▶ [Set tasks]:
A – In the continuous deployment article, retype the passage from "Simplifying Continuous Deployment" to "deployment on clusters.".
B – According to the continuous deployment article, what have infrastructure machines moved from, and what have they moved to?
C – Rewrite the paragraph in the continuous deployment article that begins "With the advent of cloud computing" as a short list, keeping its main facts.

Simplifying Continuous Deployment : Exploring popular CD Tools and practical applications

Ansible, Chef, Puppet, Terraform, Cloud Vendor Templates, Pulumi what works for you ?

With the advent of cloud computing and DevOps CI/CD concepts, the whole ecosystem of application deployment has changed. The deployment space now involves quite identifiable tasks like., packaging the code(build the binaries), managing environment configurations (both infra. and app) , building the infrastructure, building application images and then final deployment on clusters.

The infrastructure machines have moved from very fine curated servers to serverless compute VMs. With that the deployment process has also shifted. It has changed from providing very customized deployment instructions to using repeatable automated deployment tools and code ( Yes, I am referring to IaC).

▶ [Records]:
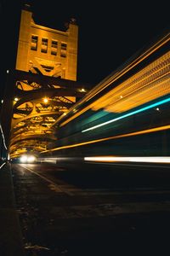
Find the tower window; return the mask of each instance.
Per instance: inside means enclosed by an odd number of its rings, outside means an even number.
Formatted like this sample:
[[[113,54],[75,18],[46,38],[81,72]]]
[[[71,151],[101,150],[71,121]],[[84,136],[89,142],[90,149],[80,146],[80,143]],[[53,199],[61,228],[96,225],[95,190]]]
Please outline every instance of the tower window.
[[[48,38],[42,38],[42,49],[41,52],[48,52]]]
[[[51,55],[56,55],[58,49],[58,41],[52,40],[51,41]]]
[[[66,57],[66,44],[65,43],[61,43],[61,53],[60,55],[61,57]]]
[[[31,36],[31,49],[37,49],[37,36]]]

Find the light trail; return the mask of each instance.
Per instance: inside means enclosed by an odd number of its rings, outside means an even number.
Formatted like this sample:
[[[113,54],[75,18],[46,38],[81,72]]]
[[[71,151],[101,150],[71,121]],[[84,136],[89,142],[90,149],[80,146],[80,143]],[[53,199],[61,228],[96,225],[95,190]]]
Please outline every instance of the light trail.
[[[167,103],[167,102],[170,102],[170,98],[167,98],[167,99],[165,99],[165,100],[153,103],[153,104],[150,104],[150,105],[149,105],[149,106],[146,106],[146,107],[141,108],[139,108],[139,109],[132,111],[132,112],[130,112],[130,113],[125,113],[125,114],[123,114],[123,115],[122,115],[122,116],[119,116],[118,118],[113,119],[109,120],[109,121],[107,121],[107,122],[104,122],[104,123],[102,123],[102,124],[99,124],[99,125],[92,126],[92,127],[90,127],[90,128],[82,130],[82,132],[85,132],[85,131],[91,131],[91,130],[97,129],[97,128],[99,128],[99,127],[101,127],[101,126],[109,125],[109,124],[110,124],[110,123],[113,123],[113,122],[116,122],[116,121],[117,121],[117,120],[127,118],[127,117],[128,117],[128,116],[131,116],[131,115],[133,115],[133,114],[141,113],[141,112],[143,112],[143,111],[150,109],[150,108],[152,108],[160,106],[160,105],[162,105],[162,104],[164,104],[164,103]]]
[[[159,127],[146,129],[146,130],[143,130],[143,131],[116,135],[116,136],[109,137],[104,137],[104,138],[100,138],[100,139],[97,139],[97,140],[88,141],[88,142],[84,142],[84,143],[76,143],[76,144],[71,144],[71,145],[58,147],[58,148],[53,148],[53,149],[44,150],[42,153],[57,151],[57,150],[60,150],[60,149],[71,148],[75,148],[75,147],[81,147],[81,146],[83,146],[83,145],[101,143],[101,142],[109,141],[109,140],[112,140],[112,139],[126,137],[131,137],[131,136],[136,136],[136,135],[142,135],[142,134],[146,134],[146,133],[150,133],[150,132],[156,132],[156,131],[165,131],[165,130],[169,130],[169,129],[170,129],[170,125],[164,125],[164,126],[159,126]]]
[[[85,161],[170,163],[170,156],[86,156]]]

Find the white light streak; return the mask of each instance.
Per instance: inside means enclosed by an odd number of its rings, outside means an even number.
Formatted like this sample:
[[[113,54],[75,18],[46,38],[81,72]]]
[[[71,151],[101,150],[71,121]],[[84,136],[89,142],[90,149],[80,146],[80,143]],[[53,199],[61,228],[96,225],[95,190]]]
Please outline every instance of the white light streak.
[[[85,161],[170,163],[169,156],[87,156]]]

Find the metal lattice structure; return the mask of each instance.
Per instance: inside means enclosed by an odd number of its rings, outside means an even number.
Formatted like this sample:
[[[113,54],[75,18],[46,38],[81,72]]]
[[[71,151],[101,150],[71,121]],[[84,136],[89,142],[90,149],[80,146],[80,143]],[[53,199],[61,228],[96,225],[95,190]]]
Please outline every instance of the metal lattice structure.
[[[53,125],[90,86],[23,71],[14,71],[13,76],[10,157],[37,154],[57,140]]]

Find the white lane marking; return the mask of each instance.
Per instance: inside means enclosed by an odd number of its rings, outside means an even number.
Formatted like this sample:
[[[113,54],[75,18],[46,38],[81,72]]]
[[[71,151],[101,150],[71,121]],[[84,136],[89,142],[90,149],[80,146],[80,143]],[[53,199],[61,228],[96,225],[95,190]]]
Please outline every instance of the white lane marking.
[[[28,168],[28,167],[26,167],[24,165],[20,165],[20,166],[21,166],[23,168],[25,168],[25,169],[26,169],[26,170],[28,170],[28,171],[33,172],[34,174],[39,176],[41,178],[42,178],[42,179],[44,179],[45,181],[47,181],[48,183],[50,183],[50,185],[49,185],[50,189],[53,188],[53,190],[56,191],[56,192],[62,192],[62,193],[65,193],[65,194],[67,194],[67,195],[73,195],[72,193],[71,193],[71,192],[69,192],[69,191],[67,191],[67,190],[65,190],[65,189],[61,189],[60,185],[56,184],[56,183],[54,183],[52,180],[48,179],[48,177],[44,177],[44,176],[42,176],[42,175],[41,175],[41,174],[39,174],[39,173],[34,172],[33,170],[31,170],[31,169],[30,169],[30,168]]]

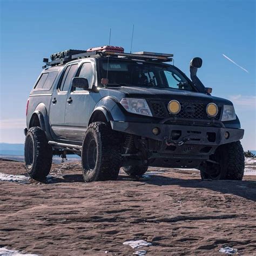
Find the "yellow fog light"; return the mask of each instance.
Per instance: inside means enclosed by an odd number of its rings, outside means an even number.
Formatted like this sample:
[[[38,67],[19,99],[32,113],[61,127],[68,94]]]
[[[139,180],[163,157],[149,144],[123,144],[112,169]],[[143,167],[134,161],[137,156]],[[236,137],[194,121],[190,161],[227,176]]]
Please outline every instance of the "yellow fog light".
[[[157,127],[155,127],[152,130],[152,132],[153,132],[153,134],[154,134],[154,135],[158,135],[160,133],[160,129]]]
[[[230,137],[230,133],[228,132],[225,132],[224,137],[226,139],[228,139]]]
[[[180,111],[180,104],[178,100],[171,100],[168,103],[168,110],[171,114],[177,114]]]
[[[214,117],[218,114],[218,107],[214,103],[209,103],[206,106],[206,113],[211,117]]]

▶ [Outputs]:
A –
Simplifying Continuous Deployment : Exploring popular CD Tools and practical applications

Ansible, Chef, Puppet, Terraform, Cloud Vendor Templates, Pulumi what works for you ?

With the advent of cloud computing and DevOps CI/CD concepts, the whole ecosystem of application deployment has changed. The deployment space now involves quite identifiable tasks like., packaging the code(build the binaries), managing environment configurations (both infra. and app) , building the infrastructure, building application images and then final deployment on clusters.

B – They have moved from very fine curated servers to serverless compute VMs.

C –
Cloud computing and DevOps CI/CD concepts have changed application deployment. Deployment now involves these tasks:
- packaging the code (building the binaries)
- managing environment configurations, for both infrastructure and application
- building the infrastructure
- building application images
- final deployment on clusters